BEGIN Supplied text
August 2021

Arts & Letters

Breathless spaces: ‘The House of Fragile Things’

By Helen Elliott

James McAuley’s examination of four great art-collecting families and the French anti-Semitism that brought their downfall

On Rue de Monceau, in the 8th arrondissement of Paris, there’s a small museum with an odd name: Musée Nissim de Camondo. Built in 1911 to house one of France’s greatest collections of 18th-century objets d’arts, it was inspired by Marie Antoinette’s favourite chateau at Versailles. James McAuley, now Paris correspondent for The Washington Post, initially came across the museum when he was a student. It had a lasting effect.

Since I first ambled into the museum, the lacunae in this story have bothered me in the way a dripping faucet does – a faint trickle that becomes a deafening sound … you go on with your life, but while washing dishes or running in the park you find yourself thinking about a group of people whose significance is not immediately obvious but who nevertheless seem to represent something important – albeit, what, exactly, you can never quite decide.

The fragile things of the title are, nominally, the collection, but the people who collected them had a singular fragility. McAuley’s lacunae became this enquiry into the lives behind the benign façade of 63 Rue de Monceau.
END Supplied text
BEGIN Items
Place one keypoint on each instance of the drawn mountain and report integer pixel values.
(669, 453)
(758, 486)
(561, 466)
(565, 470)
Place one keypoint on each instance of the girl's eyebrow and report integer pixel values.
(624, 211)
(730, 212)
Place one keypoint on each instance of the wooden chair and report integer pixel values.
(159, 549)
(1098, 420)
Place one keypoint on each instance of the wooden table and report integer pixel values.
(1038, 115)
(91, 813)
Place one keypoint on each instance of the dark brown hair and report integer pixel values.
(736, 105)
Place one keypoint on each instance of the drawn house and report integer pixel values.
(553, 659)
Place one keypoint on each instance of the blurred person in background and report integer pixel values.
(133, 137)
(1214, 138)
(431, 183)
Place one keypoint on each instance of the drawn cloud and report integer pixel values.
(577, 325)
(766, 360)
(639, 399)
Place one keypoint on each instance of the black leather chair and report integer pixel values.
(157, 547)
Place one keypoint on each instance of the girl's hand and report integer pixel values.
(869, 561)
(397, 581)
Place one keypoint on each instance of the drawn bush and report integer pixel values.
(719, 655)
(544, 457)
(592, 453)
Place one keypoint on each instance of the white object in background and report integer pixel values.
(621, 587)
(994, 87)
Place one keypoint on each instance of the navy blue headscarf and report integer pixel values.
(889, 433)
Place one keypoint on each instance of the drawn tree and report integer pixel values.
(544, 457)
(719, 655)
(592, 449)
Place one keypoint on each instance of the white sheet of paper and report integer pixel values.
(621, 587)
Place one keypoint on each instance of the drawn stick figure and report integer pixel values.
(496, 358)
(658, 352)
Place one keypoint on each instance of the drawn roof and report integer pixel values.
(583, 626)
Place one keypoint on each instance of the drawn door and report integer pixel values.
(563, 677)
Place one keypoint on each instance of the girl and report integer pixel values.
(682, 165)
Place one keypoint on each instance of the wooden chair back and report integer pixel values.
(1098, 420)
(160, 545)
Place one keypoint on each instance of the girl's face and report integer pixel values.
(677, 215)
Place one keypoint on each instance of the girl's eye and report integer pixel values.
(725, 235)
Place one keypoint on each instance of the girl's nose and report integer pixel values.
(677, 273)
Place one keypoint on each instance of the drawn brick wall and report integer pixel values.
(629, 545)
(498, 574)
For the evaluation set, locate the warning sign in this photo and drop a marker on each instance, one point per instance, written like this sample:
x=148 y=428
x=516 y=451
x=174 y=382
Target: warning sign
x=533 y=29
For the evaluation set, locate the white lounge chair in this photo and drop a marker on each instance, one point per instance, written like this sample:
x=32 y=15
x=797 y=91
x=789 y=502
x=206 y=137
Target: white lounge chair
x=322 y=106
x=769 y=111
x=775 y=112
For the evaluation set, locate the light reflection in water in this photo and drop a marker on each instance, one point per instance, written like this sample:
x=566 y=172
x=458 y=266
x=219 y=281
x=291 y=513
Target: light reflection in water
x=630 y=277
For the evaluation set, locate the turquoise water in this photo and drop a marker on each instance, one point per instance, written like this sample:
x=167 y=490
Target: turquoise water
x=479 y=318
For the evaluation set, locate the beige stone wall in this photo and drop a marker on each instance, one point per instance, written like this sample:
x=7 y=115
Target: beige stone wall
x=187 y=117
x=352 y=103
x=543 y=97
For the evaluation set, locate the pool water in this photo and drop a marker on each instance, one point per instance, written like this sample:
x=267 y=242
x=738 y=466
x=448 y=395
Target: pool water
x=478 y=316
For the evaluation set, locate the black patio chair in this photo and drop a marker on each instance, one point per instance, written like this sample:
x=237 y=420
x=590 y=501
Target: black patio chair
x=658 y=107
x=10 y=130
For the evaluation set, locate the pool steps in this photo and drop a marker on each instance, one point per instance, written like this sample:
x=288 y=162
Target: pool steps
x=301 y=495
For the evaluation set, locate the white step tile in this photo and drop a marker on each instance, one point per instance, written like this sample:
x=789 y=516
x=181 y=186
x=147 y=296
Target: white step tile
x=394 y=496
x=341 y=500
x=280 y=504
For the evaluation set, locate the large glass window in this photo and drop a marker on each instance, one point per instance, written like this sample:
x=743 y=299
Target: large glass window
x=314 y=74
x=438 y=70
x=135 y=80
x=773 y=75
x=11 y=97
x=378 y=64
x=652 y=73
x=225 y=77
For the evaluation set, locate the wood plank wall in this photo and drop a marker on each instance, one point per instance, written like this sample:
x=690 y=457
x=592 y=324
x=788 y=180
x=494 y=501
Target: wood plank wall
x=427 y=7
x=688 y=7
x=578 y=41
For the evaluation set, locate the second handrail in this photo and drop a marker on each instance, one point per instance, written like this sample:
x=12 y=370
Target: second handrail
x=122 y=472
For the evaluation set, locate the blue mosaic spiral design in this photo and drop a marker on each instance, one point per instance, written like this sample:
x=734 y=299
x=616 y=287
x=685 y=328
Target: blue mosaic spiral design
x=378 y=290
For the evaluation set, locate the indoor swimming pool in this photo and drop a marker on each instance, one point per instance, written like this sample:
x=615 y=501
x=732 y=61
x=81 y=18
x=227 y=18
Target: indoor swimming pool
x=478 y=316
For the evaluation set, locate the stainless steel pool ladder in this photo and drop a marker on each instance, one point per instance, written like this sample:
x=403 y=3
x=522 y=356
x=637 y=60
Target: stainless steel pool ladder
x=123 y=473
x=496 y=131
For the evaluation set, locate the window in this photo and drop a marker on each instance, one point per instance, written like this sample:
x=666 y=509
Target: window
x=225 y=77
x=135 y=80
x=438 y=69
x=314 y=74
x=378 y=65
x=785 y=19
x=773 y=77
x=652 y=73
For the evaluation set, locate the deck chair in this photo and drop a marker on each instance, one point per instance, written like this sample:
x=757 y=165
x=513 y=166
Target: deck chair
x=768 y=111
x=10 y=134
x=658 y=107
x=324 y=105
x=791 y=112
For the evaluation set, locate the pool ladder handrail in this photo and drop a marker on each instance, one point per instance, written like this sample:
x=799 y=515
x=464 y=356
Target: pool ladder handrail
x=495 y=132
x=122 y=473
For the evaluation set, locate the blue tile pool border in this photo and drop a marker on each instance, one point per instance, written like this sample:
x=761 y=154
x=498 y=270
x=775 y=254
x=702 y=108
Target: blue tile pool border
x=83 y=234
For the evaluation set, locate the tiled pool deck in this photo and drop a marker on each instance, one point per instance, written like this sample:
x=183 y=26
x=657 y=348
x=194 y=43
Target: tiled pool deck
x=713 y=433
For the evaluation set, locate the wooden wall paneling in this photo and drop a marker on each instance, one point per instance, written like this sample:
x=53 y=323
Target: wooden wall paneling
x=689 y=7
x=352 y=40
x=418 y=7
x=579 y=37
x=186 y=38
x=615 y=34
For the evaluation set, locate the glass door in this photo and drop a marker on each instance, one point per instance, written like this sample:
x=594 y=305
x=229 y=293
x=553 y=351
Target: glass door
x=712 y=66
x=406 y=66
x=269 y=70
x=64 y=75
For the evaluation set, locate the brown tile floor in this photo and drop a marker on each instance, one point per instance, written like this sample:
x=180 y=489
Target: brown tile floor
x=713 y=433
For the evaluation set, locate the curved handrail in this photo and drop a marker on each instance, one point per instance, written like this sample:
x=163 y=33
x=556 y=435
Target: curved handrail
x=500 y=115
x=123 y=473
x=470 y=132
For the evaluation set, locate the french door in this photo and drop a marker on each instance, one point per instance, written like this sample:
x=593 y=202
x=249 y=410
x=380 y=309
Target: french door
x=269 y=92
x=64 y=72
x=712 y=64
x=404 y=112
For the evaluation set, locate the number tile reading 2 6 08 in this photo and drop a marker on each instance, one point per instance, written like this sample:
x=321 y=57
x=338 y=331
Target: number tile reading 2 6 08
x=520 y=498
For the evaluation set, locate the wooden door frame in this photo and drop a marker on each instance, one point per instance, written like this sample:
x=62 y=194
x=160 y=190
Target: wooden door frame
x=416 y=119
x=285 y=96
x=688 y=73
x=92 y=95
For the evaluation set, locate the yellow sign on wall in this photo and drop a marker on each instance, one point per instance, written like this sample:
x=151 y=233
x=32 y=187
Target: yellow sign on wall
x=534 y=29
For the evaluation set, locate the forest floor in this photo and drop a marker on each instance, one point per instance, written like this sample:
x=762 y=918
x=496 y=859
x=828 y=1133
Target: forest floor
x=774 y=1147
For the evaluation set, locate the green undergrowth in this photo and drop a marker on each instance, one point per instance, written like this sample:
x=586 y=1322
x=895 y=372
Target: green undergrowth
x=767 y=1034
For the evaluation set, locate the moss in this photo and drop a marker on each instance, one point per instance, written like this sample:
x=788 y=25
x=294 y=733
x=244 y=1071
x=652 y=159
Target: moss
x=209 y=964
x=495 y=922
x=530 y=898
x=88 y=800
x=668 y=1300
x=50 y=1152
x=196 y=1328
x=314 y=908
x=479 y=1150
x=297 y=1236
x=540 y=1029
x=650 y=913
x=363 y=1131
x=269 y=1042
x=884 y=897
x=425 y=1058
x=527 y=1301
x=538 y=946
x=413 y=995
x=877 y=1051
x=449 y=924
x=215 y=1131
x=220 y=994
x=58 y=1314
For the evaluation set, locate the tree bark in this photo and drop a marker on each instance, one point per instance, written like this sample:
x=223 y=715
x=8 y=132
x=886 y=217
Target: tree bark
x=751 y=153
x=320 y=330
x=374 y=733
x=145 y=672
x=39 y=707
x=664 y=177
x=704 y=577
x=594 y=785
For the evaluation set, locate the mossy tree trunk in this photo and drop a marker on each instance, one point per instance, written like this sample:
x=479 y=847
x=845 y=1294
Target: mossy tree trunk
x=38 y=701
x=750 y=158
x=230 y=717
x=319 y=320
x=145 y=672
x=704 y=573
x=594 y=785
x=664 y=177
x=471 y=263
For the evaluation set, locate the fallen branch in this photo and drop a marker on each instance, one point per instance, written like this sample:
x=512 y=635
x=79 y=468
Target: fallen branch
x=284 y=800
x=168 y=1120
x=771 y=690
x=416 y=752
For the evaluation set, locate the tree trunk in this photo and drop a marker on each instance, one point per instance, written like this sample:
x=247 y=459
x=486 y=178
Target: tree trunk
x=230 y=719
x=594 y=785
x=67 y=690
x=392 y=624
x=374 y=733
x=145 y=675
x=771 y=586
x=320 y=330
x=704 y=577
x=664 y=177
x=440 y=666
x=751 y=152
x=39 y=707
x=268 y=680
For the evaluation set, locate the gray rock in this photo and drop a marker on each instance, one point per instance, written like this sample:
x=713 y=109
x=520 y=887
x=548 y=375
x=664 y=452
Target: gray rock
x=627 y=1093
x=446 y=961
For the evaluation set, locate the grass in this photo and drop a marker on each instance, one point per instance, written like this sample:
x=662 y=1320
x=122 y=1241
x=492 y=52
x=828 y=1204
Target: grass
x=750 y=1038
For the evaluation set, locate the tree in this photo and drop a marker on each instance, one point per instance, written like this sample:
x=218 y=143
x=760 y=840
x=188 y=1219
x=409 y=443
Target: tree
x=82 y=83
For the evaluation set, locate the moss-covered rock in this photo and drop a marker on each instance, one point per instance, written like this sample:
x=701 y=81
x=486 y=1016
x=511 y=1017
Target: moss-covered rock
END Items
- _Short problem_: Please reproduce the book review word for word between "The fragile things" and "Rue de Monceau.", inclusive.

- _Task result_:
The fragile things of the title are, nominally, the collection, but the people who collected them had a singular fragility. McAuley’s lacunae became this enquiry into the lives behind the benign façade of 63 Rue de Monceau.